Il processo FDM è una tecnica di fabbricazione additiva molto semplice e molto diffusa. Il principio di funzionamento (Figura 1) consiste nel riscaldamento di un filamento polimerico (contenuto all’interno di apposite bobine, di cui viene mostrato un esempio in Figura 2), che da una parte serve a spingerlo, mediante un sistema ad ingranaggi, all’interno della camera di fusione, dall’altra ad iniziare il processo di rammollimento.

Il materiale rammollisce all’interno di tale camera (chiamata “hot end”) e poi la pressione del filo sulla testa fa sì che lo stesso venga estruso da un ugello (Figura 3). Tale tecnica trova applicazione per lo più in ambito estetico (design) o nella realizzazione di prototipi concettuali e funzionali.

Le stampanti FDM si distinguono in due categorie:
• le cosiddette “stampanti low cost” (Figura 4), con prestazioni limitate e materiali non testati e/o certificati secondo alcuna normativa. Tali macchine costano poco e sono accessibili a chiunque per un uso domestico e si possono trovare, addirittura, in un qualsiasi centro commerciale;
• macchine di stampa 3D FDM per uso industriale e professionale (Figura 5), con caratteristiche e materiali certificati e con prestazioni adeguate ai listini. Tali macchine consentono, spesso, di realizzare parti definitive e funzionali.

Consegna: Trascriva senza modifiche il brano sulla stampa FDM in tutta la sua porzione che va da “Le stampanti FDM” fino a “definitive e funzionali.”, entrambe le espressioni comprese.

[Elenco del posizionamento dei punti]
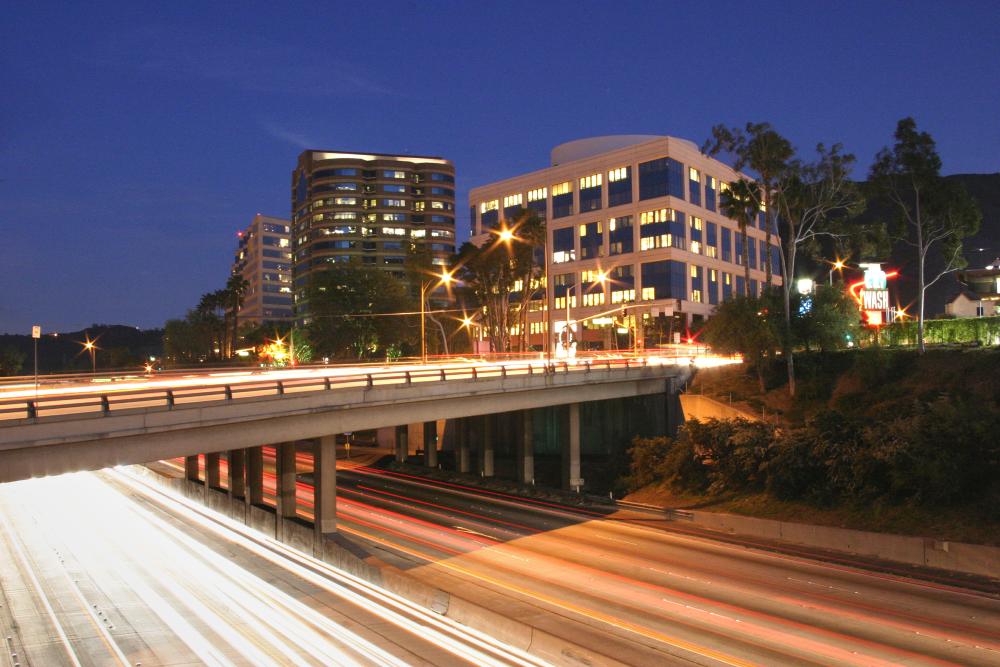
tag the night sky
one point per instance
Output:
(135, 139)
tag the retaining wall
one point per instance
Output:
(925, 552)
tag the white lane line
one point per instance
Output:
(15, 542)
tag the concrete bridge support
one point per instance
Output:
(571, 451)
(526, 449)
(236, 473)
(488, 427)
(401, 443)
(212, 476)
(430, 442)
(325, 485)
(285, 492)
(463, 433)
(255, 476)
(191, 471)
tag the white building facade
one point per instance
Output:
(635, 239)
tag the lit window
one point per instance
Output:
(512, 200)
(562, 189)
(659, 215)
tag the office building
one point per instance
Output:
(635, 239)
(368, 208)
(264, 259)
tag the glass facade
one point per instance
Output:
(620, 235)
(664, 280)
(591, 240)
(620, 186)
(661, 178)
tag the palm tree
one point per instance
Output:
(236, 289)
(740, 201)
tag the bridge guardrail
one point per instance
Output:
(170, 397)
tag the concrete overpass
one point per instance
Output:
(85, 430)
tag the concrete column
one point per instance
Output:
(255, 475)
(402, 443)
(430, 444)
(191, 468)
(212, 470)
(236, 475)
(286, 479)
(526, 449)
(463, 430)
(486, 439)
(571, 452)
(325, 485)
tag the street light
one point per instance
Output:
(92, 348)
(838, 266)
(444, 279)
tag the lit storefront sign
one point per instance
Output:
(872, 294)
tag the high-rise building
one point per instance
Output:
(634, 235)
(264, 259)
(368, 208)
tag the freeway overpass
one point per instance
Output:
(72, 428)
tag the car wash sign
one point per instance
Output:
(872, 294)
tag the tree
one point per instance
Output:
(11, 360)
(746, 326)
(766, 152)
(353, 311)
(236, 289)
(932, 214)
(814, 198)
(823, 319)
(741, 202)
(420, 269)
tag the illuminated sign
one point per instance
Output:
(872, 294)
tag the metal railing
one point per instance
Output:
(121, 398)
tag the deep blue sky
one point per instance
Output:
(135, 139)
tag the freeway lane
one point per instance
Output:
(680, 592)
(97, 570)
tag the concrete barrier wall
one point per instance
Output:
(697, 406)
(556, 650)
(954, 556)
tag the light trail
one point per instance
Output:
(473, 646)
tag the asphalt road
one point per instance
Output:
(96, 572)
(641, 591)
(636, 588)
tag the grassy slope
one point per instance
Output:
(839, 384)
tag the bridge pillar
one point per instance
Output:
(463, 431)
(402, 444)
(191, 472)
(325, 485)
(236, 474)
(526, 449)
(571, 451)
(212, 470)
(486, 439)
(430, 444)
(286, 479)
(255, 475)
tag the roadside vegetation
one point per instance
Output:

Svolgimento:
Le stampanti FDM si distinguono in due categorie:
• le cosiddette “stampanti low cost” (Figura 4), con prestazioni limitate e materiali non testati e/o certificati secondo alcuna normativa. Tali macchine costano poco e sono accessibili a chiunque per un uso domestico e si possono trovare, addirittura, in un qualsiasi centro commerciale;
• macchine di stampa 3D FDM per uso industriale e professionale (Figura 5), con caratteristiche e materiali certificati e con prestazioni adeguate ai listini. Tali macchine consentono, spesso, di realizzare parti definitive e funzionali.